[Dataset records]

◇ ◇ ◇ ◇

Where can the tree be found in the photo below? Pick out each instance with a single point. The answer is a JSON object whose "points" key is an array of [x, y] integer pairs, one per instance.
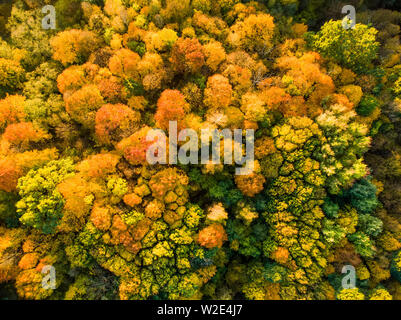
{"points": [[354, 48]]}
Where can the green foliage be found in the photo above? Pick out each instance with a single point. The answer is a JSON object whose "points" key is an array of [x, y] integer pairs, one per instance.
{"points": [[362, 196], [367, 105], [354, 48], [41, 204]]}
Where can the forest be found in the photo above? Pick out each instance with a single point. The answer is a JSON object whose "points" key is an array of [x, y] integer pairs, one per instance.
{"points": [[85, 216]]}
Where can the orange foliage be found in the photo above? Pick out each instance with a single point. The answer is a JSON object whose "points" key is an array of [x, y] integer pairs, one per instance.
{"points": [[212, 236], [171, 106], [83, 104], [304, 78], [166, 180], [73, 45], [251, 184], [281, 255], [218, 92], [187, 56], [135, 146], [132, 199], [20, 135], [11, 110], [124, 63], [29, 261], [9, 175], [101, 217], [99, 165]]}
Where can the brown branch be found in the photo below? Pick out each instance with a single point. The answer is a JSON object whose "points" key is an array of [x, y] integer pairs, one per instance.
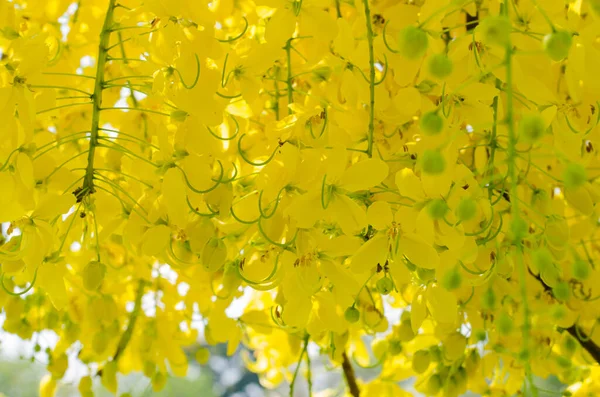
{"points": [[349, 376], [585, 341], [580, 336]]}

◇ ◇ ◇ ◇

# TASK INSTRUCTIONS
Copy word for word the records from the line holding "Where can the green" through the end of the records, both ends included. Leave the pictures out.

# RESULT OF THE TASK
Where can the green foliage be found in the photo above? Pick out each instance with a single point. The answer is a JSON object whose "points" key is an array of [x, y] integer pairs, one per instance.
{"points": [[362, 196], [367, 105], [354, 48], [41, 204]]}
Where can the forest be found in the photo above? Pick out each instance with a single point. The answer is a JSON object whose "points" key is an array of [x, y] integer pairs, one per instance.
{"points": [[85, 216]]}
Where can the orange foliage be found in the photo above? Pick out each instance with a single point. The answer is a JSON object whose "points" key is an array of [x, y] integer pairs, one per instance.
{"points": [[212, 236], [171, 106], [83, 104], [304, 78], [166, 180], [73, 45], [251, 184], [281, 255], [218, 92], [187, 56], [135, 146], [132, 199], [20, 135], [11, 110], [124, 63], [29, 261], [9, 175], [101, 217], [99, 165]]}
Where can the brown branch be found in the photo below? Pick out each instance with a single point. The answer is a JSON object whose "points" key is an array of [x, y] integer pairs, one per instance.
{"points": [[349, 376], [585, 341], [580, 336]]}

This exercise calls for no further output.